What to produce ▸ Each record that follows is to be transcribed exactly, excluding its images.

Given data ▸
#####
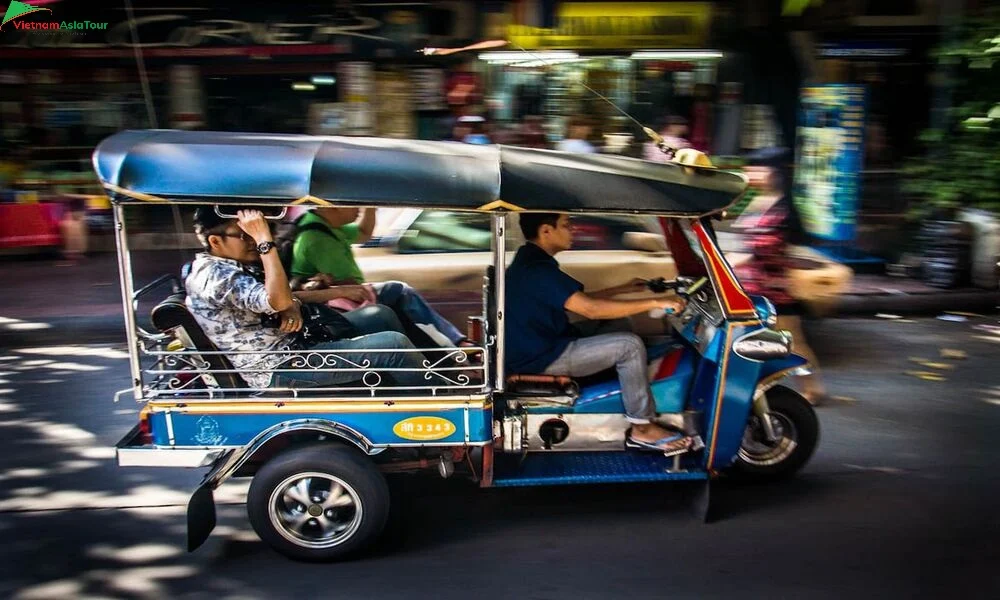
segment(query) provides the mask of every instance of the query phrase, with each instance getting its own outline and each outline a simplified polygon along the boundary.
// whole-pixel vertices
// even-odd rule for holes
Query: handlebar
[[[693,279],[691,277],[678,277],[673,281],[667,281],[663,277],[657,277],[656,279],[650,279],[646,282],[646,287],[649,291],[662,294],[668,290],[673,290],[675,294],[683,298],[685,301],[694,294],[705,284],[708,283],[707,277],[699,277],[698,279]],[[649,311],[649,316],[658,319],[667,315],[672,315],[674,311],[664,310],[664,309],[654,309]]]
[[[699,277],[698,279],[691,277],[678,277],[673,281],[667,281],[663,277],[657,277],[656,279],[650,279],[647,281],[646,287],[649,291],[655,294],[663,294],[673,290],[678,296],[686,299],[688,296],[704,287],[706,283],[708,283],[707,277]]]

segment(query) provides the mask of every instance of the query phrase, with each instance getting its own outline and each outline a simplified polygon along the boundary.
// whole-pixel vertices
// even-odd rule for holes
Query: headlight
[[[758,329],[733,342],[733,352],[747,360],[784,358],[792,351],[791,336],[783,331]]]

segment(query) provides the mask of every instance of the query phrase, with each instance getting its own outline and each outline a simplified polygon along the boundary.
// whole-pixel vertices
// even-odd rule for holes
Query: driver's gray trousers
[[[649,423],[656,416],[656,404],[649,389],[646,372],[646,345],[642,338],[631,332],[620,331],[628,327],[627,320],[589,321],[575,324],[583,333],[593,332],[570,342],[552,364],[547,375],[586,377],[614,367],[622,390],[625,416],[630,423]],[[601,333],[603,331],[615,333]],[[616,331],[617,330],[617,331]]]

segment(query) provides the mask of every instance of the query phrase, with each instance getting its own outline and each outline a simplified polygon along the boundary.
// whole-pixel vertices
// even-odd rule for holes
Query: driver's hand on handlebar
[[[668,315],[676,315],[682,312],[684,310],[684,307],[687,306],[687,302],[685,302],[682,298],[678,298],[676,296],[673,296],[671,298],[657,299],[657,303],[659,308],[662,308],[664,311],[666,311]]]

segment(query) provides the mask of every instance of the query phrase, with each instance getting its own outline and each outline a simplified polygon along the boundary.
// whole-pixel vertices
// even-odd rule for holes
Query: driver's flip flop
[[[689,435],[681,433],[660,438],[655,442],[646,442],[633,439],[632,435],[625,436],[625,447],[630,450],[645,450],[648,452],[662,452],[664,456],[684,454],[691,449],[694,439]]]

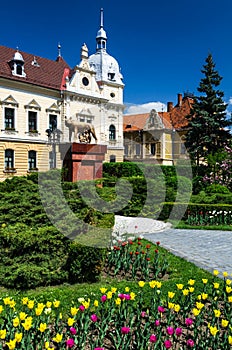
#####
Output ▸
segment(query) provides the mask of every instance of the query phrase, with each instance getting its own outline and each outline a simplified polygon along the boundary.
// whole-pixel vertices
// even-odd rule for holes
Query: handlebar
[[[693,279],[691,277],[678,277],[673,281],[667,281],[663,277],[657,277],[656,279],[650,279],[646,282],[646,287],[649,291],[662,294],[668,290],[673,290],[675,294],[683,298],[685,301],[694,294],[705,284],[708,283],[707,277],[699,277],[698,279]],[[649,311],[649,316],[658,319],[667,315],[672,315],[674,311],[664,310],[664,309],[654,309]]]
[[[699,277],[698,279],[691,277],[678,277],[673,281],[667,281],[663,277],[657,277],[656,279],[650,279],[647,281],[646,287],[649,291],[655,294],[663,294],[673,290],[678,296],[686,299],[688,296],[704,287],[706,283],[708,283],[707,277]]]

segment(query) provides the mask of every instance of the query phrase, with each instance getting its own outline and each outline a simplified polygon along the boundary.
// whole-pixel vertices
// even-odd rule for holes
Query: headlight
[[[758,329],[733,342],[733,352],[747,360],[784,358],[792,351],[791,336],[783,331]]]

segment(query) provides the mask of every instance of the query phrase, with each instance getting its own outline and each outline a simplified polygon along the boundary.
// whole-pixel vertices
// even-odd rule for holes
Query: driver's gray trousers
[[[649,423],[656,416],[656,404],[649,389],[646,372],[646,345],[642,338],[631,332],[620,331],[628,327],[627,320],[589,321],[575,324],[583,333],[593,332],[570,342],[552,364],[547,375],[586,377],[614,367],[622,390],[625,416],[630,423]],[[601,333],[603,331],[615,333]],[[616,331],[617,330],[617,331]]]

segment(query) provides the mask of every instance of the query phrase, with each instance getting its own outline and each outline a simplified polygon along the boundary.
// whole-pixel vertices
// even-odd rule for holes
Query: driver's hand on handlebar
[[[668,315],[676,315],[682,312],[684,310],[684,307],[687,306],[687,302],[685,302],[682,298],[678,298],[676,296],[673,296],[671,298],[657,299],[657,303],[659,308],[662,308],[664,311],[666,311]]]

segment(query) provides the mask of every instance of the query phrase, with each instance getting its own outline and each outline a simplified polygon along the boundary.
// whole-pixel vertices
// even-odd rule for holes
Query: driver's flip flop
[[[689,435],[681,433],[660,438],[655,442],[646,442],[633,439],[632,435],[625,436],[625,447],[630,450],[645,450],[648,452],[662,452],[664,456],[684,454],[691,449],[694,439]]]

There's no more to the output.